* start Task data *

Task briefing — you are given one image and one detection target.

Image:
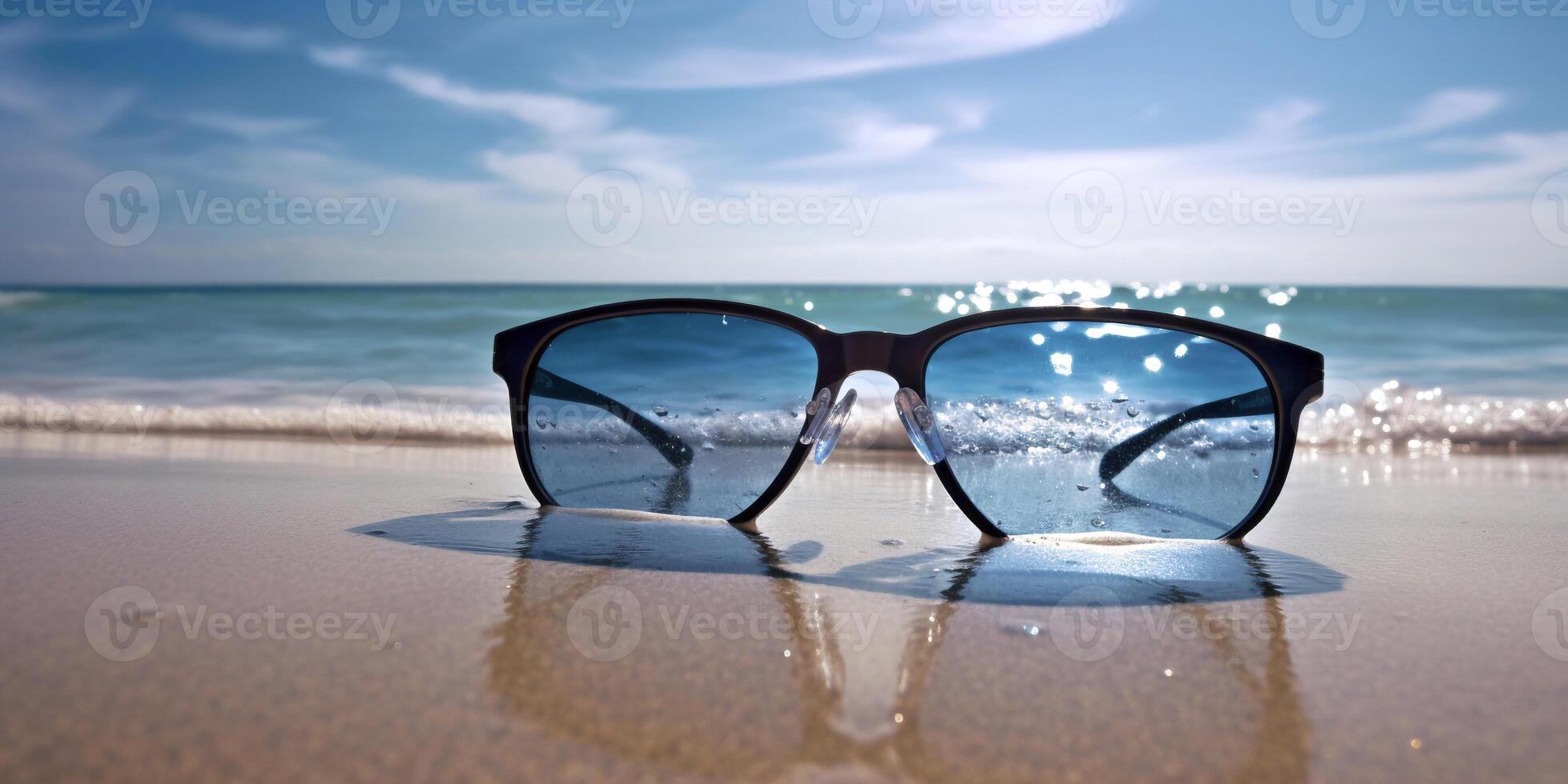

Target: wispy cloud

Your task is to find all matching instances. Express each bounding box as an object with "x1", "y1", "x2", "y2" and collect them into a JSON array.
[
  {"x1": 182, "y1": 111, "x2": 322, "y2": 141},
  {"x1": 309, "y1": 47, "x2": 690, "y2": 193},
  {"x1": 174, "y1": 13, "x2": 289, "y2": 52},
  {"x1": 310, "y1": 47, "x2": 614, "y2": 135},
  {"x1": 784, "y1": 111, "x2": 942, "y2": 168},
  {"x1": 562, "y1": 0, "x2": 1124, "y2": 90}
]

* end Task data *

Rewrite all of the material above, requests included, with each bounding-box coordinate in the answers multiplied by 0.45 and rounded to a whole number, halves going up. Omit the pictures.

Output below:
Task briefing — you are given one image and one detection target.

Image:

Target: wispy cloud

Your task is to find all matching instances. Express each bounding box as an object with "x1", "y1", "x2", "y2" and collect them into a JSON array.
[
  {"x1": 82, "y1": 50, "x2": 145, "y2": 63},
  {"x1": 139, "y1": 21, "x2": 311, "y2": 87},
  {"x1": 78, "y1": 6, "x2": 130, "y2": 23},
  {"x1": 140, "y1": 21, "x2": 276, "y2": 61},
  {"x1": 353, "y1": 50, "x2": 424, "y2": 76},
  {"x1": 253, "y1": 0, "x2": 506, "y2": 41}
]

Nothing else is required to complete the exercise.